_Exercise goal_:
Copy out everything from the item containing "of white cloud" down to the last of the items, requests included. Shift every box coordinate in the answers by -28.

_Rows of bounding box annotation data_:
________________________________________
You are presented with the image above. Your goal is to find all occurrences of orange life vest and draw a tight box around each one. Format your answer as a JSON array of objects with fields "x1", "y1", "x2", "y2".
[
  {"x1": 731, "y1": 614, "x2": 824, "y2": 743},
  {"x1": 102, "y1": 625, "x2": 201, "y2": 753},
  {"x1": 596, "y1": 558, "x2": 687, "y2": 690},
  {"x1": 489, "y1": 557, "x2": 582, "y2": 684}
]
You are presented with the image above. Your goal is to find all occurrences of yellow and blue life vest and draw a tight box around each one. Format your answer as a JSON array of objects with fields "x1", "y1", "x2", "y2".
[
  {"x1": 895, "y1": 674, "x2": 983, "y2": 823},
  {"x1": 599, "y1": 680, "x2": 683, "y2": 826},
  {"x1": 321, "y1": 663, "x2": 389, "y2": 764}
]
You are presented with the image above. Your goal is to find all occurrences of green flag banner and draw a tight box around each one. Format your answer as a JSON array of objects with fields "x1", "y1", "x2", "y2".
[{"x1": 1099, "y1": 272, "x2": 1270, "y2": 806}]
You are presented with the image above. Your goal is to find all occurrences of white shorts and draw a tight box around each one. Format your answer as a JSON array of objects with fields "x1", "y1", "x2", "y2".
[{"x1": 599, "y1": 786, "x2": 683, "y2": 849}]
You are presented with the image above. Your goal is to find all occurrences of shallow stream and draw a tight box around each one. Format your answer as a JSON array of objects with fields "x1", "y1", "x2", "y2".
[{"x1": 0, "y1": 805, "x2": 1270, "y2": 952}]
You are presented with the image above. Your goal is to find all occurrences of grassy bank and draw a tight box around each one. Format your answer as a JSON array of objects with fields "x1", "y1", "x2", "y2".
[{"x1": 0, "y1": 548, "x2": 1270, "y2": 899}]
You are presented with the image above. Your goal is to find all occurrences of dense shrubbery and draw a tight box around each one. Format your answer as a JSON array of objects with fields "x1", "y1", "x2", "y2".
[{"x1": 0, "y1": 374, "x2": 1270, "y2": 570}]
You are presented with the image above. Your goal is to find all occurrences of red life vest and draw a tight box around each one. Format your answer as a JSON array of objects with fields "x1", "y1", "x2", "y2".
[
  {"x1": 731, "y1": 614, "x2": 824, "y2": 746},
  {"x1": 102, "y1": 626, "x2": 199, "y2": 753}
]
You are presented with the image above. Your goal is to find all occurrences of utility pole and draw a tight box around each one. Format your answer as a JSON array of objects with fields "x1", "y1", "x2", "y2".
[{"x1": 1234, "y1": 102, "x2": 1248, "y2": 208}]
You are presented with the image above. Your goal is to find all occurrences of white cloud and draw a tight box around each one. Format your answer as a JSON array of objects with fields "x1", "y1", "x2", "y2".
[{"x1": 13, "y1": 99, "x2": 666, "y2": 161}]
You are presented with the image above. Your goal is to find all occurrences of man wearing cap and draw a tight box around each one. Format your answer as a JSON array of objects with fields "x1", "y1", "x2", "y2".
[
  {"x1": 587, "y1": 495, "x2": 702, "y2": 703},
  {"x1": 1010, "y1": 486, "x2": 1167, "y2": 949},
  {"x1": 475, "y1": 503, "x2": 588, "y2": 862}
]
________________________________________
_Result for this exercise_:
You are presented with the image above. Your goal is to find all occurrences of white cloud and draw a tight box around each one. Format your answer as a JSON array of objects with fields "x1", "y1", "x2", "y2".
[{"x1": -15, "y1": 71, "x2": 638, "y2": 133}]
You are presented with the image above. Your goal is to find all occurrences of man wearing cap and draw a tight box around each one. Format your answer as a JSON array of objects with fields "x1", "y1", "x2", "y2".
[
  {"x1": 559, "y1": 467, "x2": 674, "y2": 675},
  {"x1": 982, "y1": 458, "x2": 1139, "y2": 921},
  {"x1": 447, "y1": 475, "x2": 560, "y2": 834}
]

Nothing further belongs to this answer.